## Activity
In the records below, the line with "the otter front" opens the range and the line with "the otter head" closes it; print that range exactly and nothing else.

## Provided entries
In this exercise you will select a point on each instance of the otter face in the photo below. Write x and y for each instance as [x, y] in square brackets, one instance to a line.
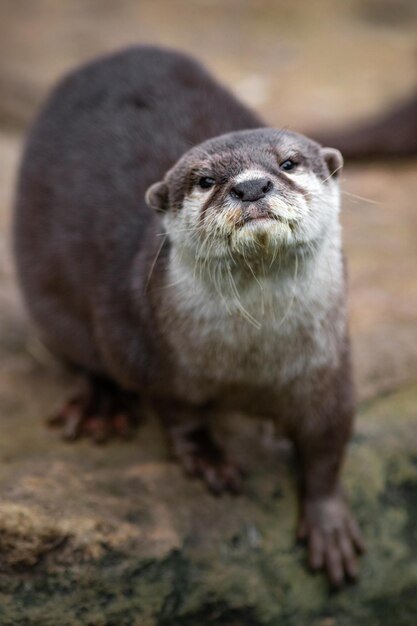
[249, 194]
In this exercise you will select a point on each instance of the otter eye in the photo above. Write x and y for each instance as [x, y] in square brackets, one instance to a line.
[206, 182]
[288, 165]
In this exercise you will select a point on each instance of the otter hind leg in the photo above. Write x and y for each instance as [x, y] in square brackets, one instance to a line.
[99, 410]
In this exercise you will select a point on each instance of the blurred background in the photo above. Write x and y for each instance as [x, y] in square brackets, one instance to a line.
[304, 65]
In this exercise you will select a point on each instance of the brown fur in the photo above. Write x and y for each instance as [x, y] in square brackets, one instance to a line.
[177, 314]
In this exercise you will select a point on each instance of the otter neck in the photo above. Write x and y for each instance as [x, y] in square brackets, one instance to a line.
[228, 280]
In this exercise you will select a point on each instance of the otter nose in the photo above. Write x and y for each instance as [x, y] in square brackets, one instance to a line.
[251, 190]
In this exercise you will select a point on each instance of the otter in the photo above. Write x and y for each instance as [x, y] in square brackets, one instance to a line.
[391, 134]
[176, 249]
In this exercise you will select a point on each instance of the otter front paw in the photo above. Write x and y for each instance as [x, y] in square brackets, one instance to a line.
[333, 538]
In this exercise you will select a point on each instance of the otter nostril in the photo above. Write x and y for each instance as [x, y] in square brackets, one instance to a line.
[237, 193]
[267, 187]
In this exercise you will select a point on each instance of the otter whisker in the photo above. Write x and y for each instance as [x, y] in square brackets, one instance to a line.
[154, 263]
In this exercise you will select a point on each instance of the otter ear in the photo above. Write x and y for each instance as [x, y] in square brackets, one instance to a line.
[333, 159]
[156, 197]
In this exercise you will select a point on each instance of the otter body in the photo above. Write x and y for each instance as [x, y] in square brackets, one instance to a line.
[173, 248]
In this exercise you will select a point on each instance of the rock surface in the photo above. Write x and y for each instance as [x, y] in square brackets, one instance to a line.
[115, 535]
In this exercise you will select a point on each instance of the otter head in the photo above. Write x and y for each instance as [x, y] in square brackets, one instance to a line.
---
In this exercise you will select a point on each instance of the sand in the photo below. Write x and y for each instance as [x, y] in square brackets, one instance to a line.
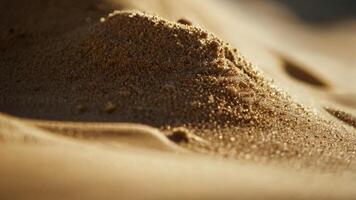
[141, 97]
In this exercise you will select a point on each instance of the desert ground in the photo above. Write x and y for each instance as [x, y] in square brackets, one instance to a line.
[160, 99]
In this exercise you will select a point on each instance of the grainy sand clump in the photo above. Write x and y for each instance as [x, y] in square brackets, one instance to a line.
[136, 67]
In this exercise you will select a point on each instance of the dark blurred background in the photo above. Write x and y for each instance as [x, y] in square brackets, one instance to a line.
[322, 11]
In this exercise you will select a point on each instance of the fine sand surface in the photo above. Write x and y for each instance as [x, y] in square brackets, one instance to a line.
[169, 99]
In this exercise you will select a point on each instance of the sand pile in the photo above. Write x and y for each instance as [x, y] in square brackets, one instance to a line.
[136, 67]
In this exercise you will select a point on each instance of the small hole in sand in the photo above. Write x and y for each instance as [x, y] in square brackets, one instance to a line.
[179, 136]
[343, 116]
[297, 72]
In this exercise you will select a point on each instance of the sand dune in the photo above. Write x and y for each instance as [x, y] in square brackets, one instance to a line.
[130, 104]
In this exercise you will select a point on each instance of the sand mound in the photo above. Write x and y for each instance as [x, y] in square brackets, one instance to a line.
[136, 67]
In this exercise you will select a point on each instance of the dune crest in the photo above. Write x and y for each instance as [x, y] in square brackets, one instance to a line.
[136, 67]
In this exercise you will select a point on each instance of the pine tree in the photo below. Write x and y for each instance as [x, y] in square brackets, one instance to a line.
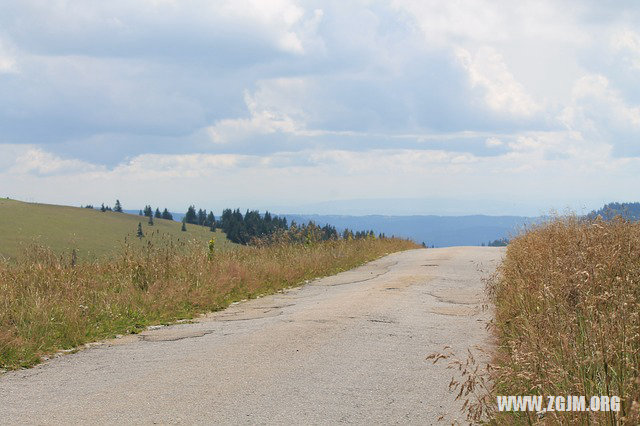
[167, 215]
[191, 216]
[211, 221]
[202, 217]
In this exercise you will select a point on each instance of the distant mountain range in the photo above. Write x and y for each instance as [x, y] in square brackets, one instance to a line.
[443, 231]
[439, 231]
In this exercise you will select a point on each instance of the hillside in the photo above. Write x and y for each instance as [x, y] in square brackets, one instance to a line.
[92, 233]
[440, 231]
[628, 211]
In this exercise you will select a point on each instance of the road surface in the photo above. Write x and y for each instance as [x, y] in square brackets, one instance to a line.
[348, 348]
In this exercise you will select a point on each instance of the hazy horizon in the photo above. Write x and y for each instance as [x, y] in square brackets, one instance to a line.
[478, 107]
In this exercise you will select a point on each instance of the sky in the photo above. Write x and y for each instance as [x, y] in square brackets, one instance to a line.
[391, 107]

## Output below
In this exercise you will select a point on each instance of the otter front paw in the photo above. Write x and y for each instance as [x, y] in square brackets, one instance to a line.
[333, 538]
In this exercise you will select a point on each instance of the otter nostril in the photo above. Write x and y for each instance as [x, y] in square brackets, one instance to a line.
[237, 193]
[267, 187]
In this exercise you will select a point on each instance of the otter whisker in the photo above. Write x and y for each instance as [x, y] in square brackets, one instance to a line.
[154, 263]
In this exercise you will select a point on each instance of the otter ear in the photo above. Write x and y for each instance as [x, y] in square brackets, one instance to a line.
[333, 159]
[156, 197]
In this exercise you will select a point on each instance of the otter body in the photo above. Write x and y for each instance as [x, y] in square brackets, one instance to a line.
[173, 248]
In this exercise you will select a point on each instance of the rock surface in the photo above. Write x and y for each instance as [x, y] in square brackets, one instance to a line.
[115, 535]
In this exercise you will select a point on each instance of the otter head in the photo above. Write x and y for each instance as [x, y] in square brackets, one instance to a line.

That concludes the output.